- **Qué harás**:
1 - ¿Qué personas se mencionan por su nombre en el fragmento sobre Euclides y la geometría griega?
2 - ¿Puedes prolongar el fragmento sobre Euclides y la geometría griega a partir de su última oración?

- **Fragmento citado**:
········

Y por todo ello el famoso matemático griego acabó trabajando en Egipto. ¿Era Euclides otro animal más de la colección de Ptolomeo, otro sabio más traído a la ciudad para engordar las filas del Museo? De hecho, no se sabe con seguridad si nació en Alejandría o era un inmigrante, aunque en una fecha tan temprana de la vida de la ciudad, la segunda posibilidad parece bastante más probable. Pero ¿un inmigrante procedente de dónde? Su prosa austera no aporta ninguna pista dialectal, a diferencia de los textos de Arquímedes una generación más tarde, con su claro dialecto dórico de Siracusa.
Lo que llegó a Alejandría con la persona de Euclides (y quizá con las personas de otros matemáticos, pues no está claro si fue el único) fue la sólida tradición de la geometría griega. A los griegos les gustaba tener cosas en las que pensar; les gustaba tener aficiones, y algunos se dedicaban a las carreras de carros, algunos a hablar de filosofía y otros se lanzaban a la política. A partir de finales del siglo V a. C., más o menos, algunos también se interesaron por la geometría.
¿En qué se traducía este interés por la geometría? Tal vez lo mejor sea considerar la geometría griega como un fruto de la pasión griega por el debate, por la discusión, pues en el fondo, la geometría no era nada si no iba acompañada de una buena presentación, un buen espectáculo: traza una recta, un cuadrado, un círculo y razona en voz alta a medida que dibujas y presumes ante la inevitable audiencia. A partir de estos inicios se fue conformando el persistente juego del razonamiento geométrico. La imagen de un geómetra trazando figuras en la arena continúa formando parte de la idea que tenemos de los antiguos matemáticos griegos, rastrillando en el «polvo erudito», tal como lo expresó el orador romano Cicerón, quien evocaba a Arquímedes aludiendo a «la arena donde trabajaba con su varilla» (aunque, ¿habéis probado a trazar un diagrama detallado en arena seca? Parece mucho más probable que se hiciera en tablillas de arcilla o de cera o, si era para mostrar a una audiencia más numerosa, en tableros de madera).

········

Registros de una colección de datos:
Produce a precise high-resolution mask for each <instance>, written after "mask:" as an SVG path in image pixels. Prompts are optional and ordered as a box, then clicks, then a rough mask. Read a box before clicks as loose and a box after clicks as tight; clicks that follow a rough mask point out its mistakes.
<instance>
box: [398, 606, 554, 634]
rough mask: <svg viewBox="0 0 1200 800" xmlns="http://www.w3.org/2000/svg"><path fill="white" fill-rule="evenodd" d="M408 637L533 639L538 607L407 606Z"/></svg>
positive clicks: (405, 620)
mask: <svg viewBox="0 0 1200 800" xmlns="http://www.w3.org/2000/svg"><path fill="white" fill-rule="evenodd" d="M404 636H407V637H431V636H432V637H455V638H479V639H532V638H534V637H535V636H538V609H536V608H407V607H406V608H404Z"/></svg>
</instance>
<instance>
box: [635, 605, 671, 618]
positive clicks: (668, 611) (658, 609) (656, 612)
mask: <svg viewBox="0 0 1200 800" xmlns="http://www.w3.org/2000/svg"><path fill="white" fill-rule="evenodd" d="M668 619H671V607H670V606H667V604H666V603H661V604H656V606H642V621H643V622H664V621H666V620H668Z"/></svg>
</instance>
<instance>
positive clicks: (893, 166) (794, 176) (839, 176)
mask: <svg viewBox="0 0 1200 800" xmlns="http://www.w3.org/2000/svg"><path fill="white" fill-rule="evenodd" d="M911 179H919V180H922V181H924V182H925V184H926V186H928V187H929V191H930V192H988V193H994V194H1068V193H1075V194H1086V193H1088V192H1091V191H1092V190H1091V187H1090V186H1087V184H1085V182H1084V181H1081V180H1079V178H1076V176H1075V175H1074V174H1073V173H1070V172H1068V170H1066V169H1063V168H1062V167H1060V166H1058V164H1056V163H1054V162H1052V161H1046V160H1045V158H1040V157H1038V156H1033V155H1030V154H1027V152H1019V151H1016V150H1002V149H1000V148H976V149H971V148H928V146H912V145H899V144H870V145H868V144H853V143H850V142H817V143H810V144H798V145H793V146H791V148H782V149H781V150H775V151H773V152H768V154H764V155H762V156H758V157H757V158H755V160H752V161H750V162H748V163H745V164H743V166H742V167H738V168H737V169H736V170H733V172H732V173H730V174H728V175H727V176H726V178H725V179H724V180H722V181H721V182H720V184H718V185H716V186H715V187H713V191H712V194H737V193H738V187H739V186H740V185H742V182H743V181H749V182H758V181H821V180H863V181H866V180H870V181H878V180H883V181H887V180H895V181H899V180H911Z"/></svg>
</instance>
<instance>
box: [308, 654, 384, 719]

········

- **Lista de respuestas**:
1 - Euclides, Ptolomeo, Arquímedes y Cicerón.

2 -
La cantidad de matemáticos griegos nunca fue muy grande y, en consecuencia, tenían que escribir sus ideas para que se conservara todo lo que habían descubierto acerca de sus rectas y círculos; al parecer, no había suficientes para que bastara una transmisión de conocimientos puramente oral. De este modo nació un nuevo género, un estilo particular de redacción matemática. Este estilo acabaría definiendo la matemática en Occidente durante más de dos milenios, con tanta rigidez como la métrica poética y la misma longevidad. Sus componentes eran el enunciado (de algo que debe demostrarse), el diagrama con sus elementos etiquetados con letras y una cadena de razonamiento desde las cosas ya sabidas hasta las cosas nuevas que se demuestran. Esta cadena finaliza con la solución al plantemiento, su resultado previsto; de ese modo, el enunciado —la proposición—, se cierra con la frase «lo que había que demostrar», hóper édei deíxai o quod erat demostrandum, QED. En algunos casos esto se transforma en «lo que había que trazar» o «lo que había que construir». He aquí un ejemplo:
Cómo trazar un triángulo equilátero.
Partimos de una línea recta cualquiera, cuyos extremos denominamos A y B.
Ahora trazamos dos círculos, cada uno con un radio igual a la longitud de la recta AB: uno centrado en A y el otro centrado en B.
Los dos círculos se cortan en dos puntos. Escogemos uno de ellos, que llamamos C. Ahora unimos A, B y C. Forman un triángulo equilátero.
¿Por qué?
Gracias al modo que se ha usado la distancia de A a B para hallar C, C está a la misma distancia de A que de B. Es decir, los tres lados del triángulo, AB, BC y CA, son de la misma longitud. En consecuencia, es un triángulo equilátero. Que es lo que había que trazar.
Construcción de un triángulo equilátero.
Las mismas fuentes antiguas que nos informan de cuándo vivió Euclides también nos dicen que hacia el 400 a. C. en Grecia ya había recopilaciones escritas de conocimientos geométricos, un siglo antes del matemático. Aportan bastante información sobre los temas que trataban, e incluso algunos resultados y procedimientos concretos, pero los textos escritos a los que se refieren no han sobrevivido, lo que arroja ciertas dudas sobre su veracidad. Tenemos una fuerte tendencia a crear genealogías de las ideas matemáticas cuando carecemos de pruebas reales, de modo que sí, tal vez el estudio del círculo fue obra de los pitagóricos, como los trabajos sobre los números y sus propiedades. Del mismo modo, es muy probable que los estudios sobre proporciones fueran obra de un geómetra llamado Eudoxo a principios del siglo IV a. C. Algunos trabajos sobre los sólidos regulares se iniciaron con otro geómetra, Teeteto. En cambio, la afirmación de que antes de Euclides había libros completos titulados Elementos de geometría parece bastante más dudosa.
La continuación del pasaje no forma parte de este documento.